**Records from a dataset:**
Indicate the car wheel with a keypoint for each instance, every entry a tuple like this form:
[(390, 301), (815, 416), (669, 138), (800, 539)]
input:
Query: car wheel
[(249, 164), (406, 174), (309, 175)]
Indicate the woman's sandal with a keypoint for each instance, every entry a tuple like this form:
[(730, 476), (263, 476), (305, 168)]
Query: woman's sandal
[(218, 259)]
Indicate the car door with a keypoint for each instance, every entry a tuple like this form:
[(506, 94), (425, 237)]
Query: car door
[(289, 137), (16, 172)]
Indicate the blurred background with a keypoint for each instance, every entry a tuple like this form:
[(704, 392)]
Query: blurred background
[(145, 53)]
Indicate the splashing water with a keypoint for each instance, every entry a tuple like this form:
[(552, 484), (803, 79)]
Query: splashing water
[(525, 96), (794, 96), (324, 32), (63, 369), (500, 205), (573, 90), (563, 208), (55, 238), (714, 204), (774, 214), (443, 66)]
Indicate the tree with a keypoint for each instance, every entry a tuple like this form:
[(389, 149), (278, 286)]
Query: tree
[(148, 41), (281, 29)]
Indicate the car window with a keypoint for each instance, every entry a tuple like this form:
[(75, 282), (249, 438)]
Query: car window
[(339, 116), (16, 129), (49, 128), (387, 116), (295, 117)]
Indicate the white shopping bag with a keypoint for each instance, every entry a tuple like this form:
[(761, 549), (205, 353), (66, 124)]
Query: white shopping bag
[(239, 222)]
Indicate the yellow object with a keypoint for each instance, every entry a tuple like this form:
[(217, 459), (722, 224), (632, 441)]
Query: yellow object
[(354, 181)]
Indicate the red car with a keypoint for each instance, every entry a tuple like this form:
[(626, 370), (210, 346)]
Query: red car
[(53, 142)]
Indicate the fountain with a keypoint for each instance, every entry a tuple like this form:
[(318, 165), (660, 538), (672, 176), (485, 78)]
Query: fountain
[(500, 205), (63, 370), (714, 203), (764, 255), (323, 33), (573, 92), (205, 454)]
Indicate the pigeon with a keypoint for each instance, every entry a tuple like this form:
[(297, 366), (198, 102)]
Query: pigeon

**Assigned task:**
Copy the records above exactly, leaving nothing out.

**Problem solution:**
Indicate the car wheel with a keypoint for each instance, every entry a tuple like this form:
[(390, 301), (815, 416), (669, 138), (800, 539)]
input:
Query: car wheel
[(249, 164), (406, 174), (309, 175)]
Indicate the woman's sandal with a keypoint for each instance, every entry a tuple like this form:
[(730, 476), (263, 476), (305, 168)]
Query: woman's sandal
[(218, 259)]
Indicate the car door with a keypoint for each instance, every entry a tuple like this form:
[(506, 94), (425, 237)]
Query: car door
[(289, 137), (16, 172)]
Indicate the blurred background with a keypoint for each instance, every entry a tuple like this form:
[(704, 392)]
Query: blurred background
[(145, 53)]
Indicate the splashing water with a keypoint for each instance, every entry a tuple like this form:
[(552, 484), (803, 79)]
Query: splashing water
[(525, 96), (794, 96), (324, 32), (63, 369), (500, 205), (573, 90), (563, 208), (55, 238), (714, 204), (774, 214), (443, 66)]
Indicate the tree with a keypoint for each instance, every entry a tuple like this form:
[(389, 149), (278, 286)]
Query: tree
[(148, 41), (281, 29)]
Indicate the car window with a keypoint for each instance, every entry a tuple like this form:
[(75, 282), (249, 438)]
Query: car window
[(339, 116), (16, 129), (49, 128), (387, 116), (295, 117)]
Indicate the white shopping bag with a keypoint for each instance, every entry a tuple like this form:
[(761, 549), (205, 353), (66, 124)]
Query: white shopping bag
[(239, 222)]
Indicate the yellow object with a keypoint for each instance, every entry a tuple like this form:
[(217, 459), (722, 224), (632, 441)]
Query: yellow object
[(354, 181)]
Indicate the red car with a keypoint for each instance, every entry a tuple like this form:
[(626, 370), (210, 346)]
Query: red car
[(53, 142)]
Indicate the fountain with a keypoint for each instance, every entry a tuple like this form:
[(318, 165), (660, 538), (672, 176), (485, 78)]
Query: fountain
[(500, 205), (63, 370), (714, 203), (764, 255), (323, 33), (573, 92), (205, 454)]
Indicate the pigeon with a keypoint for each instance, every entry a tuple like this form:
[(297, 366), (198, 102)]
Query: pigeon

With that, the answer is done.